THE TASK. Transcribe only the stretch of lines that opens with the line containing "Annotation task — mark the white tray" and closes with the last line of the listing, skipping pictures.

ENTRIES SHOWN.
┏━━
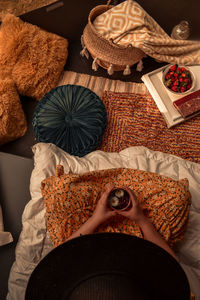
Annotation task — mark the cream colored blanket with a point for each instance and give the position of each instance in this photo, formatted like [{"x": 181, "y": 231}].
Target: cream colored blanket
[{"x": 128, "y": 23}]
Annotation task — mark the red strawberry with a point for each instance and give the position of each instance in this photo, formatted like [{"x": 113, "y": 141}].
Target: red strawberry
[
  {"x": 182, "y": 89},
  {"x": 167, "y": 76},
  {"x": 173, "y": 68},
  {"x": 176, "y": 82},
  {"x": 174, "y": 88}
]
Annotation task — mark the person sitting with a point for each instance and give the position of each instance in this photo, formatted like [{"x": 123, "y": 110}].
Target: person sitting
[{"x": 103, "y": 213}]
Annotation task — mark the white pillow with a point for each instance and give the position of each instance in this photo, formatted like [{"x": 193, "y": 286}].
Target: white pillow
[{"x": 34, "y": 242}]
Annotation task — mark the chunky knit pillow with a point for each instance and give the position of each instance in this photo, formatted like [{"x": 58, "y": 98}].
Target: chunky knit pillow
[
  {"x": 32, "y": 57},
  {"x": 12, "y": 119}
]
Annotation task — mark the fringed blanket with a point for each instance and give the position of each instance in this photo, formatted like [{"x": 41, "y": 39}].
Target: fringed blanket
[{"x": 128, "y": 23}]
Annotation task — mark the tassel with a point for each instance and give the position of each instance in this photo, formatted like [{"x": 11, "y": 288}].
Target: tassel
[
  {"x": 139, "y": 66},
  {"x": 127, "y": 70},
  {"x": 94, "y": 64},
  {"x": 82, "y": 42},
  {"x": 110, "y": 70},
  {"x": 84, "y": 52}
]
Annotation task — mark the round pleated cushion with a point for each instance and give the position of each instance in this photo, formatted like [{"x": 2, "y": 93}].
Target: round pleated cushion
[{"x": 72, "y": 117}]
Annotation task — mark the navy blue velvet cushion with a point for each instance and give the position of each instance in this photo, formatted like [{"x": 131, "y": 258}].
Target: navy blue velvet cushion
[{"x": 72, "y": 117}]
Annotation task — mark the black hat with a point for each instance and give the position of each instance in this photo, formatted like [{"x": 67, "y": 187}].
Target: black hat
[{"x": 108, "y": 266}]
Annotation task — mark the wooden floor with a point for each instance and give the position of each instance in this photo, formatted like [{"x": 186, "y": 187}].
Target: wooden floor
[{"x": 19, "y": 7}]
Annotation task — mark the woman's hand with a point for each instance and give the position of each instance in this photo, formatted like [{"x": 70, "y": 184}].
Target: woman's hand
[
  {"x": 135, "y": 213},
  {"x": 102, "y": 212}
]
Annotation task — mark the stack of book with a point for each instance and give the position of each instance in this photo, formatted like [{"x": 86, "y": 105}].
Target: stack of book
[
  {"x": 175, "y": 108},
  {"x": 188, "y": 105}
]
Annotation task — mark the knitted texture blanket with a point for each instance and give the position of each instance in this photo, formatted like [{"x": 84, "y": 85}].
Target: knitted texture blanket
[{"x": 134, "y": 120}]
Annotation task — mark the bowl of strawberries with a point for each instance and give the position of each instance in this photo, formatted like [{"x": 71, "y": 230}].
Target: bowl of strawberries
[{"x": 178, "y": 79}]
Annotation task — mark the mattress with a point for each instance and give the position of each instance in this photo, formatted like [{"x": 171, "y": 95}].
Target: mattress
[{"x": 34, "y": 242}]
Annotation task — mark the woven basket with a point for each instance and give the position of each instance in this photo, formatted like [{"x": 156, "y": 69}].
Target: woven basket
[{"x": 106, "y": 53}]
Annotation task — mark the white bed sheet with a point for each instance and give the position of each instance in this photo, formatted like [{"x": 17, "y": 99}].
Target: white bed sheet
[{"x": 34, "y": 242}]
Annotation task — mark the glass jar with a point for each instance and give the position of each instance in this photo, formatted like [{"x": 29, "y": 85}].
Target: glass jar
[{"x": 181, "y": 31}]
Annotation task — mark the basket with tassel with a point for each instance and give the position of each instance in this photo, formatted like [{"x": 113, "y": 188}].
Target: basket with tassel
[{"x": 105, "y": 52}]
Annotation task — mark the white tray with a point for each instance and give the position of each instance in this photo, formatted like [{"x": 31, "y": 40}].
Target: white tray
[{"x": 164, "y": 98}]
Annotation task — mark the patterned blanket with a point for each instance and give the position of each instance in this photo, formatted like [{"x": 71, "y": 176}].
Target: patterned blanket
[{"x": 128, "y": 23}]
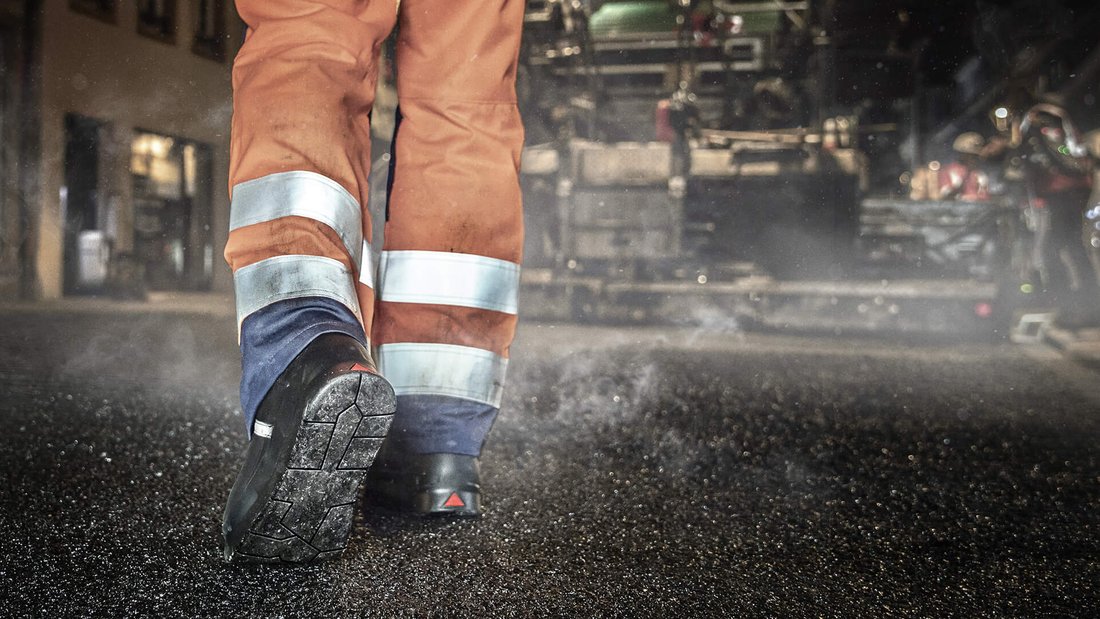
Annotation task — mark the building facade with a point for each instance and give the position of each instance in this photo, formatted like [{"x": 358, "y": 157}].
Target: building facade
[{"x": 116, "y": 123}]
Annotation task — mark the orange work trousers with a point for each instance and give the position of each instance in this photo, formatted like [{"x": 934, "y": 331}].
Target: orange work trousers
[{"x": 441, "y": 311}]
┗━━
WORKED ANSWER.
Annotation task — mark the white tray with a point for each instance and give the position of each instance in this photo, formatted like [{"x": 31, "y": 40}].
Target: white tray
[{"x": 164, "y": 98}]
Annotation task — mark the patterned blanket with a point for each instance and give the position of each instance in this photo, formatted like [{"x": 71, "y": 176}].
Target: patterned blanket
[{"x": 128, "y": 23}]
Annotation task — mark the building facade with a point for each instance and give the position of each instance in this photo, formatted like [{"x": 358, "y": 157}].
Target: building facade
[{"x": 116, "y": 123}]
Annotation task — mark the orange work trousers with a point for each instance and give the position of each instance in this photo, formatted like [{"x": 934, "y": 331}].
Target: orange work trousers
[{"x": 441, "y": 311}]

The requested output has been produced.